Paul Tschurtschenthaler wurde zu seinem 70. Todestag im Jahr 2011 eine eigene Ausstellung gewidmet, die vor allem die Zeit des Faschismus in Bruneck und – noch genauer – die sogenannte Option in den Mittelpunkt gerückt hat.
Paul Tschurtschenthaler wurde 1874 als Sohn des Gottfried und der Anna Stemberger in Bruneck geboren. Nach dem Gymnasium in Brixen studierte er Natur- und Rechtswissenschaften in Innsbruck und trat danach in den Justizdienst ein. Er war zunächst Richter in Imst. Bereits 1909 gründete er dort ein Ortsmuseum und kaufte gemeinsam mit seinem Freund, dem Maler Thomas Walch, Ausstellungstücke zusammen, die gerade in jener Zeit ständig davon bedroht waren, von Antiquitätenhändlern massenhaft außer Landes verkauft zu werden. Noch vor dem Ersten Weltkrieg war Tschurtschenthaler Bezirksrichter im Sarntal, Landesgerichtsrat beim Kreisgericht Bozen und Grundbuchsanlegungskommissär. In dieser Zeit hatte er Gelegenheit, im südlichen Tirol weit herumzukommen, was sich in seinen zahlreichen Publikationen niedergeschlagen hat, von denen das Brunecker Heimatbuch und Bauernleben im Pustertal wohl die bekanntesten sind. 1912 gründete Tschurtschenthaler den Museumsverein Bruneck mit anfänglich 38 Mitgliedern. Nach seiner Versetzung nach Landeck aber begann der Niedergang des Museums, der natürlich auch durch den Ersten Weltkrieg bedingt war. In der Zeit des Faschismus wurde Tschurtschenthaler nach Turin versetzt und eröffnete danach eine Rechtsanwaltskanzlei in Bozen. 1933/34 zog er mit seiner Familie nach Bruneck, wo er als Grundbuchanlegungskommissar für die Bezirke Welsberg, Ahrntal und Enneberg sehr zurückgezogen lebte.
In seiner Tätigkeit als Grundbuchsanlegungskommissär hatte Tschurtschenthaler sowohl vor dem Ersten Weltkrieg als auch in den Jahren nach 1933/34 Gelegenheit, in direkten Kontakt zur Bevölkerung zu treten. In seinem Buch Es lebt ein Volk an Rienz, Eisack und Etsch nimmt vor allem die Episode über einen Aufenthalt im Tauferer Ahrntal breiten Raum ein, aber auch die Erhebungen in Enneberg werden ausführlich behandelt. Hieraus können wir schließen, dass Tschurtschenthaler diese Kapitel ab 1933 geschrieben hat. Interessant ist, wie sich der Brunecker Beamte, der sich mehrere Wochen, ja sogar Monate „im Feld“ aufhielt, der ländlichen Bevölkerung angenähert hat, mit ethnographischer Genauigkeit ihre Lebensweisen beschreibt. Er begegnet Vertretern der ländlichen Bevölkerung, die am Anfang des 20. Jahrhunderts noch weitgehend unberührt von touristischer Erschließung, Industrialisierung und Mobilität, in einer vornehmlich agrarisch und katholisch geprägten Welt lebten, die Tschurtschenthaler durchgehend in romantisierender Weise als heile Welt beschrieb, der er nostalgisch nachhing, da ihm sogar das Städtchen Bruneck als zu fortschrittlich und – in negativer Hinsicht – weltoffen erschien.

_Kurze Aufgabe_.
Fasse bitte den Absatz des Textes über Paul Tschurtschenthaler, der mit „In seiner Tätigkeit als Grundbuchsanlegungskommissär“ beginnt, als knappe Liste zusammen. Die wichtigsten Fakten sollen erhalten bleiben.

_Erfasste Daten_.
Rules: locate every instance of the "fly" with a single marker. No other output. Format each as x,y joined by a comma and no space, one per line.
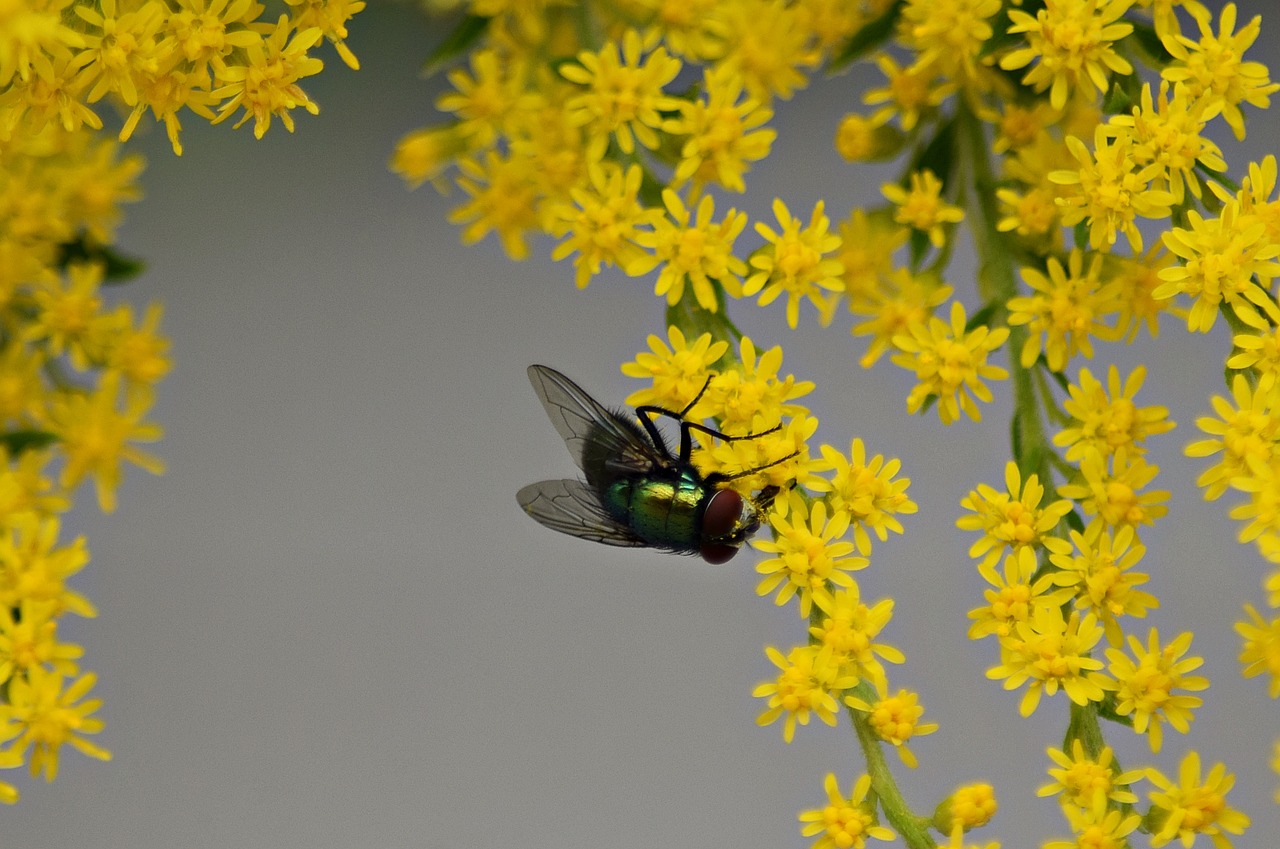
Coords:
638,493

_Schriftliche Lösung_.
- Als Grundbuchsanlegungskommissär hatte Tschurtschenthaler vor dem Ersten Weltkrieg und nach 1933/34 direkten Kontakt zur Bevölkerung.
- In seinem Buch „Es lebt ein Volk an Rienz, Eisack und Etsch“ nimmt ein Aufenthalt im Tauferer Ahrntal breiten Raum ein. Auch die Erhebungen in Enneberg werden ausführlich behandelt.
- Daraus wird geschlossen, dass er diese Kapitel ab 1933 schrieb.
- Während mehrwöchiger bis mehrmonatiger Aufenthalte „im Feld“ näherte er sich der ländlichen Bevölkerung an. Er beschrieb ihre Lebensweisen mit ethnographischer Genauigkeit.
- Diese Menschen lebten Anfang des 20. Jahrhunderts noch weitgehend unberührt von touristischer Erschließung, Industrialisierung und Mobilität in einer vorwiegend agrarisch und katholisch geprägten Welt.
- Er beschrieb diese Welt durchgehend romantisierend als heile Welt und hing ihr nostalgisch nach. Sogar Bruneck erschien ihm zu fortschrittlich und im negativen Sinn weltoffen.